ASSIGNMENT
Word for word, copy the line that contains "Target: closed eye" and each line after it in the data below. Pictures stay out of the copy.

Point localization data
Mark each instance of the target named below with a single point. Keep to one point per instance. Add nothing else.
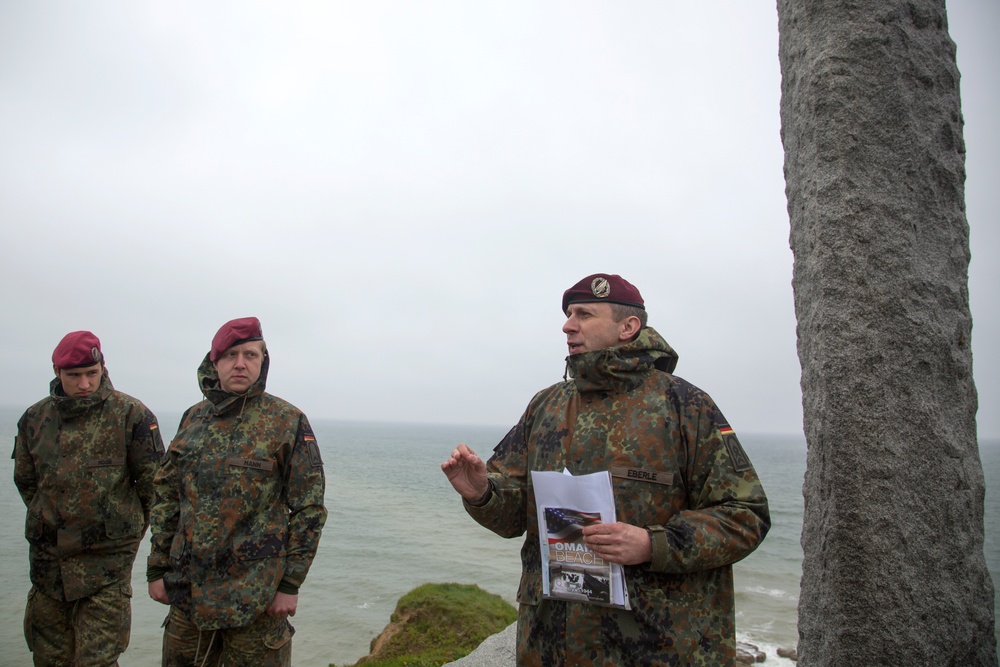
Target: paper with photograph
(570, 571)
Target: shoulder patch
(313, 448)
(741, 462)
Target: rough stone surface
(893, 568)
(499, 650)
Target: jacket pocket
(127, 522)
(643, 503)
(256, 547)
(529, 591)
(33, 528)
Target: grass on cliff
(435, 624)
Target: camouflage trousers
(90, 632)
(267, 642)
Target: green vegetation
(435, 624)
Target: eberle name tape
(655, 476)
(103, 463)
(251, 463)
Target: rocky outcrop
(500, 650)
(893, 569)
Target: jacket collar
(624, 367)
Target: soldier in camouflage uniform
(688, 501)
(238, 513)
(84, 461)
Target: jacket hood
(70, 407)
(224, 401)
(623, 367)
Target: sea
(395, 523)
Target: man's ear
(630, 327)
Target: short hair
(621, 312)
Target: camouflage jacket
(239, 504)
(624, 411)
(84, 468)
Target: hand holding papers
(571, 571)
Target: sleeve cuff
(285, 586)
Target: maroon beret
(76, 350)
(234, 332)
(603, 287)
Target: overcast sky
(401, 191)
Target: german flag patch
(741, 462)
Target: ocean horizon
(395, 523)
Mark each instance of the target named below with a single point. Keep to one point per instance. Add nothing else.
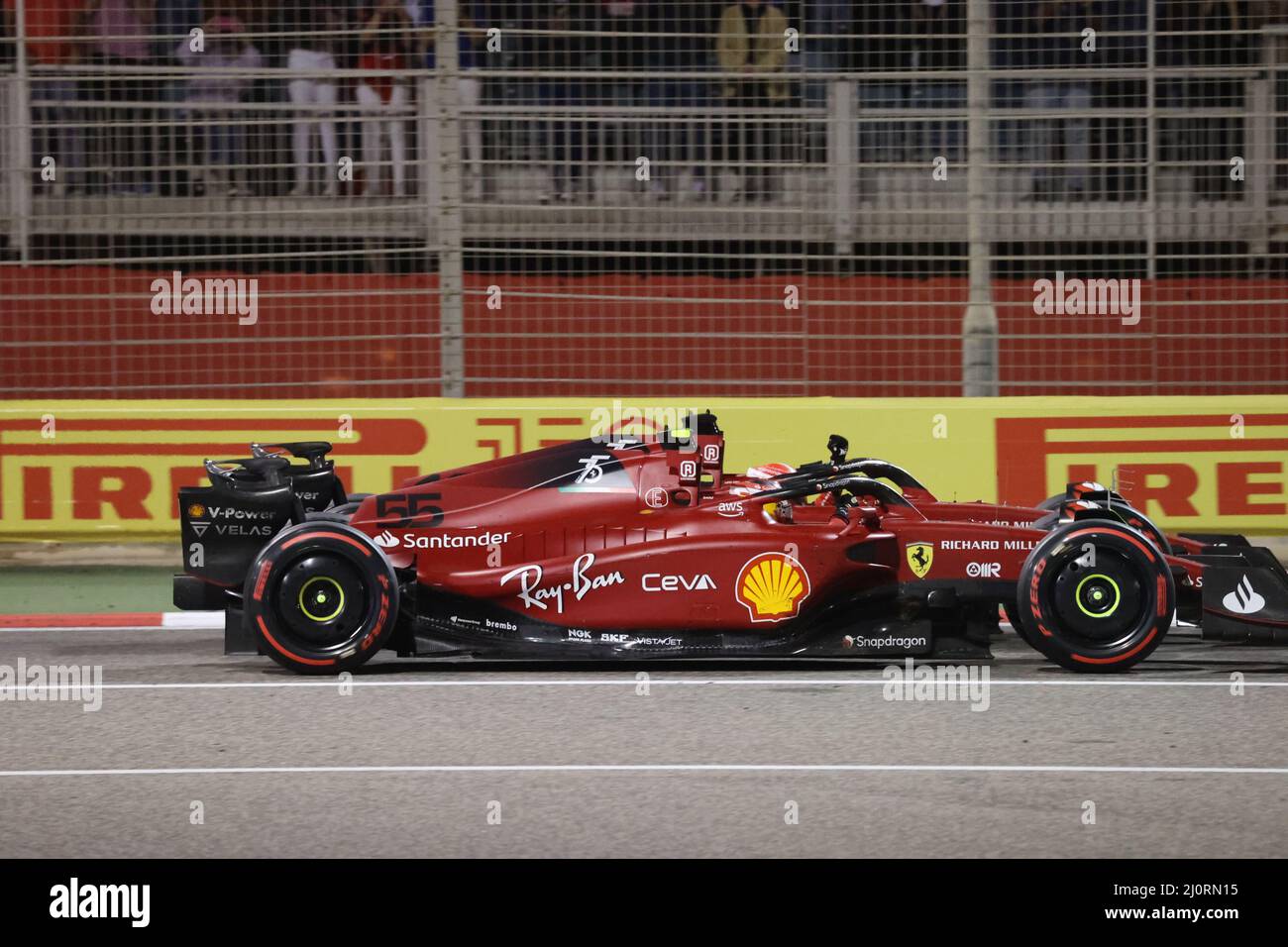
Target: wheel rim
(321, 599)
(1099, 607)
(320, 602)
(1098, 595)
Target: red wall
(377, 335)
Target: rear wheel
(321, 598)
(1125, 512)
(1095, 596)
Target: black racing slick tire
(321, 598)
(1095, 596)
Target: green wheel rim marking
(1077, 596)
(321, 596)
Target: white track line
(333, 684)
(660, 768)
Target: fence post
(841, 132)
(447, 200)
(979, 325)
(20, 140)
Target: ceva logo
(1244, 599)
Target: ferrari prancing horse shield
(919, 556)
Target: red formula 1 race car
(645, 549)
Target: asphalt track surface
(419, 759)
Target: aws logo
(772, 586)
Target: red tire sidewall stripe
(316, 663)
(340, 536)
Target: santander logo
(1244, 599)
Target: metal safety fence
(921, 197)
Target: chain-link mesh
(515, 198)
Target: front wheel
(1095, 596)
(321, 598)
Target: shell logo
(772, 586)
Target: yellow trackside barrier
(95, 470)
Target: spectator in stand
(557, 52)
(682, 46)
(828, 25)
(318, 30)
(52, 27)
(1121, 144)
(1216, 35)
(172, 25)
(121, 51)
(622, 48)
(939, 46)
(1051, 38)
(218, 91)
(471, 51)
(385, 95)
(881, 46)
(751, 56)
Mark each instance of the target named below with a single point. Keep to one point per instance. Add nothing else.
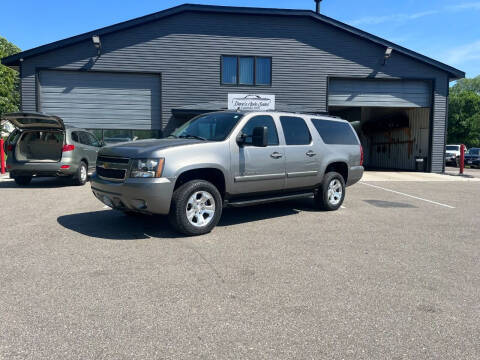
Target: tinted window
(295, 130)
(335, 132)
(93, 141)
(213, 126)
(261, 120)
(75, 136)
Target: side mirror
(260, 136)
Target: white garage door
(98, 100)
(379, 93)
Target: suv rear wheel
(23, 180)
(196, 207)
(331, 193)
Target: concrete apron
(412, 176)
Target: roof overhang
(14, 60)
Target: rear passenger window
(261, 120)
(295, 130)
(75, 136)
(335, 132)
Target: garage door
(379, 93)
(97, 100)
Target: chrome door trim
(302, 174)
(259, 177)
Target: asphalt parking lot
(394, 274)
(473, 172)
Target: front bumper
(146, 195)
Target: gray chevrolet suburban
(230, 159)
(41, 145)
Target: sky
(446, 30)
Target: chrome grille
(112, 168)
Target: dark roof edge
(14, 60)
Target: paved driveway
(395, 274)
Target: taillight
(68, 148)
(361, 155)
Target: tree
(9, 80)
(466, 85)
(464, 117)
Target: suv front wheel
(331, 193)
(196, 207)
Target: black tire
(178, 210)
(23, 180)
(322, 198)
(79, 178)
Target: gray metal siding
(186, 49)
(101, 100)
(379, 93)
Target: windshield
(212, 127)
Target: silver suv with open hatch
(230, 159)
(41, 145)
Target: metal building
(146, 76)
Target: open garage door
(391, 117)
(100, 100)
(379, 93)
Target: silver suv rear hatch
(24, 121)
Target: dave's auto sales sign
(253, 102)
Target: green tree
(464, 118)
(9, 80)
(467, 85)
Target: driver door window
(257, 169)
(260, 121)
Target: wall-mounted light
(97, 43)
(388, 54)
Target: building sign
(254, 102)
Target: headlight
(147, 168)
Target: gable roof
(14, 60)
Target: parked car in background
(41, 145)
(230, 159)
(472, 157)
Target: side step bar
(266, 200)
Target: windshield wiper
(192, 137)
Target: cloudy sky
(446, 30)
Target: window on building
(295, 130)
(246, 70)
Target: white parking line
(410, 196)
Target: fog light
(139, 204)
(107, 201)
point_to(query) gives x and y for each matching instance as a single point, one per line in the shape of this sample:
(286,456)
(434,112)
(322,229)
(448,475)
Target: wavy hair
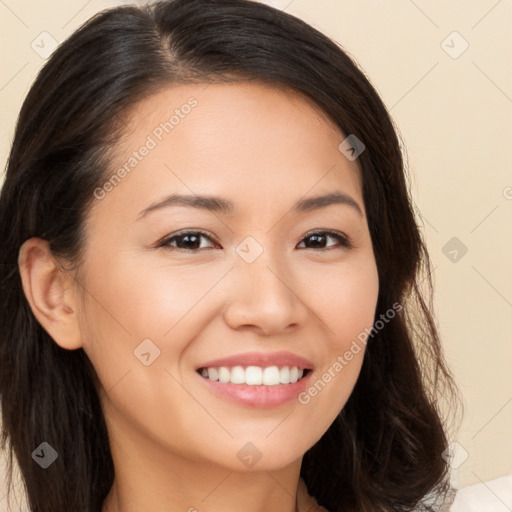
(387,448)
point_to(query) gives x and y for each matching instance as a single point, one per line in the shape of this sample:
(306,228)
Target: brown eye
(186,240)
(319,238)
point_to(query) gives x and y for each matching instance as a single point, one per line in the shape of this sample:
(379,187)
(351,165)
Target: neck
(149,478)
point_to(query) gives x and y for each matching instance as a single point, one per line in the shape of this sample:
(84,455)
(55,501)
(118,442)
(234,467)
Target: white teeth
(213,373)
(224,375)
(237,375)
(254,375)
(271,376)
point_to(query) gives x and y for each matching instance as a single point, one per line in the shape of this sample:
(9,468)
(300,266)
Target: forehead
(238,140)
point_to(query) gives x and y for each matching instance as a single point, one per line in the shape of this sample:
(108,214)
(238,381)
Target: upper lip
(259,359)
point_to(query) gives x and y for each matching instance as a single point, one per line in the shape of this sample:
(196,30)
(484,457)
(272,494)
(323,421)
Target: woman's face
(264,285)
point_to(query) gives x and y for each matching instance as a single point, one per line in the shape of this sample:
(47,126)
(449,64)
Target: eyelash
(343,240)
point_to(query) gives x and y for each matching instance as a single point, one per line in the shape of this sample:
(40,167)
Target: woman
(211,276)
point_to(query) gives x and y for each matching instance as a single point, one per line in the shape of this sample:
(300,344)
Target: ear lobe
(50,293)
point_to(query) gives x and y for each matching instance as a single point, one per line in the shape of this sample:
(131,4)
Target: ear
(50,292)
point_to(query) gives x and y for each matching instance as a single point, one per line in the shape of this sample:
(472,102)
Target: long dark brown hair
(387,448)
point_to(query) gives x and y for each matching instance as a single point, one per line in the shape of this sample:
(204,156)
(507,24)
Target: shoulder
(437,502)
(432,502)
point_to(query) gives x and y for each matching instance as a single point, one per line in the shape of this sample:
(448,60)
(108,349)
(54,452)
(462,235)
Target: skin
(175,443)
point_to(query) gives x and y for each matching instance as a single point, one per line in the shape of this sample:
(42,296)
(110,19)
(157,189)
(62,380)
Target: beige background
(453,108)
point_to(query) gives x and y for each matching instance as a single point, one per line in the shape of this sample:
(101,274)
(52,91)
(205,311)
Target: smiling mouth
(255,375)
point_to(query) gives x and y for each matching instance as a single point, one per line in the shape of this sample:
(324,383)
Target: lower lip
(258,396)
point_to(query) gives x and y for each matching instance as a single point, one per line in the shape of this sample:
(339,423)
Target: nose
(265,296)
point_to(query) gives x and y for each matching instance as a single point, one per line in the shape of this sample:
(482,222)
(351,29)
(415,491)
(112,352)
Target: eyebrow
(224,206)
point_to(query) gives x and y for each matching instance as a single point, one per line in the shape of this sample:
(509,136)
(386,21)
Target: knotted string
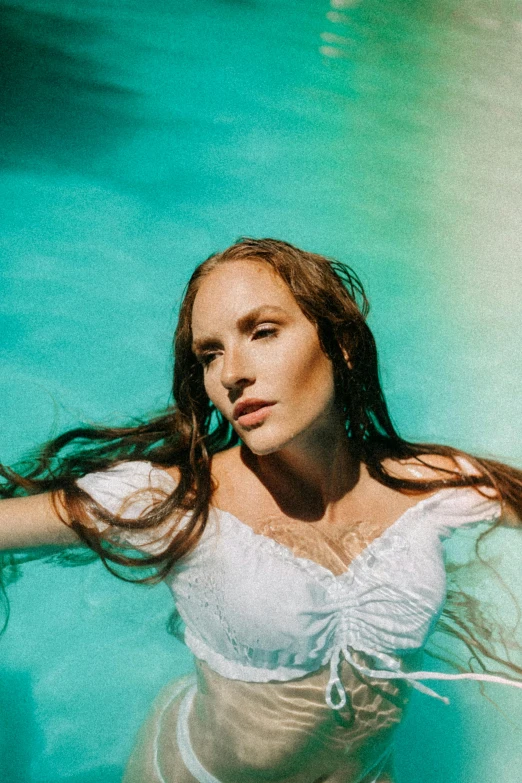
(393,672)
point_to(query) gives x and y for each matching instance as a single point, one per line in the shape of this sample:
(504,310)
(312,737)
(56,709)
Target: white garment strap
(186,750)
(392,672)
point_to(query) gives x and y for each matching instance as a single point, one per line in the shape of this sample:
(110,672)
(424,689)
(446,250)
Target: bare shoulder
(433,467)
(425,467)
(174,472)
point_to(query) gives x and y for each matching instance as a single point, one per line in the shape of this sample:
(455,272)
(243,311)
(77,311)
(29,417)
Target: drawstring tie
(393,672)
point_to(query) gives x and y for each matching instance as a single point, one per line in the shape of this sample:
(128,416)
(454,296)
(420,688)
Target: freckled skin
(280,359)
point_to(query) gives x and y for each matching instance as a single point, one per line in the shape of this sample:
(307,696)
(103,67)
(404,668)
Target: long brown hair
(191,430)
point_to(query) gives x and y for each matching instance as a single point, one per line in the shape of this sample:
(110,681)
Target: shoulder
(116,484)
(425,467)
(434,467)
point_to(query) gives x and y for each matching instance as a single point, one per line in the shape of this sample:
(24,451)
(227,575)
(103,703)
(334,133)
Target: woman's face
(264,368)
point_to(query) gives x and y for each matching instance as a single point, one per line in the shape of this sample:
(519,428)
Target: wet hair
(190,431)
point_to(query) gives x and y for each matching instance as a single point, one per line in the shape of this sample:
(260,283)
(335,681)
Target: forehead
(233,289)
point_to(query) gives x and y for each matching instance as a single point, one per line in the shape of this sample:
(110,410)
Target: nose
(236,370)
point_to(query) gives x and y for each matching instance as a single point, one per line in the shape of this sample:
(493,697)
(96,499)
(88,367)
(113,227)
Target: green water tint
(136,140)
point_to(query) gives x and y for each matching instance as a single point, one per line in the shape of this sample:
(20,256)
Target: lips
(244,409)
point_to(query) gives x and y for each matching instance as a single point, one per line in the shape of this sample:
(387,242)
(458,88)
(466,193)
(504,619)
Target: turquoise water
(137,138)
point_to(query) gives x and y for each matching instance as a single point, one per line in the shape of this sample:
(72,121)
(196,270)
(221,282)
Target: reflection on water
(137,138)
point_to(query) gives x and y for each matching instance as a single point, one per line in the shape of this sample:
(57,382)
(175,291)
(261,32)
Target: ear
(347,359)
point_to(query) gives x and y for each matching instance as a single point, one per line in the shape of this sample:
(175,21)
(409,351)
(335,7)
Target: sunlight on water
(138,138)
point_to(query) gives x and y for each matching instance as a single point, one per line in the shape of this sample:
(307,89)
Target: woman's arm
(32,522)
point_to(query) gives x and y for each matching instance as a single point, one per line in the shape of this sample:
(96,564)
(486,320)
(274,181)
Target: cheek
(313,377)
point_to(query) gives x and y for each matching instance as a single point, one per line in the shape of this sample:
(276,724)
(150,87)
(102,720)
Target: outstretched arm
(33,521)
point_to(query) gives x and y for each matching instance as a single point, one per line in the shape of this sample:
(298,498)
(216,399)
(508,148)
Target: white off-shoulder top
(254,611)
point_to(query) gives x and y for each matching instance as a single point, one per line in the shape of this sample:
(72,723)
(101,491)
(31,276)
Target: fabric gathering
(375,615)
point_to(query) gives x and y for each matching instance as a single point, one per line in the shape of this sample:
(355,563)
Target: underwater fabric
(285,643)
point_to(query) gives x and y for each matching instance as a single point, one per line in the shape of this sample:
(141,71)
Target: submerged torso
(280,728)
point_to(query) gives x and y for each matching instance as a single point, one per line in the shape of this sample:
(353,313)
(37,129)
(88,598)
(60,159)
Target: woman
(299,534)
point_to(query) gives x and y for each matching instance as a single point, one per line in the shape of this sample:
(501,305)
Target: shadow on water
(60,101)
(20,734)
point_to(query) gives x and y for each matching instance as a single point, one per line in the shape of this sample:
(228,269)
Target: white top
(256,612)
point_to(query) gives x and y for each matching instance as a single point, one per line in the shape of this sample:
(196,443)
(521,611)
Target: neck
(307,479)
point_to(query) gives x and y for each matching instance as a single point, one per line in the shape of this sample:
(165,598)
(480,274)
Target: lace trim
(234,670)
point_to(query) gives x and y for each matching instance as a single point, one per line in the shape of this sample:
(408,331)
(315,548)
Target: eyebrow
(244,324)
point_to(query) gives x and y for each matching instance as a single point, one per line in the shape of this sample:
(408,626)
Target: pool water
(136,139)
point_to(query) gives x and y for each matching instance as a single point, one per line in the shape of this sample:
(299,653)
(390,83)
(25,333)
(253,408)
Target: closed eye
(206,358)
(264,331)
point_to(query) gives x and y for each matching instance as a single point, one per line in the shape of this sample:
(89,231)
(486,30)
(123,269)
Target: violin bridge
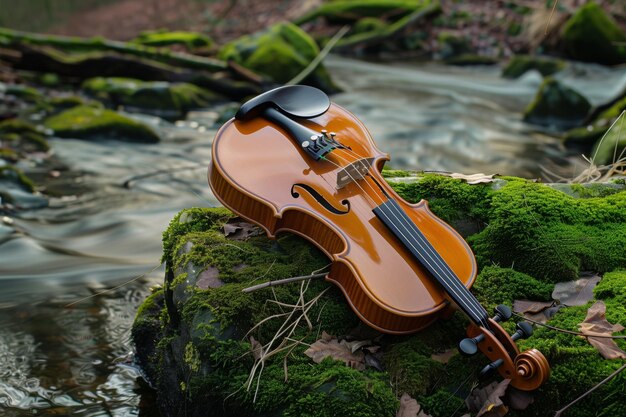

ANSWER AREA
Target: closed eye
(206,358)
(264,331)
point_to(query) gives x and y for each matching instance as a single point, one per line in the shape of this sample:
(89,231)
(486,30)
(123,269)
Target: violin bridge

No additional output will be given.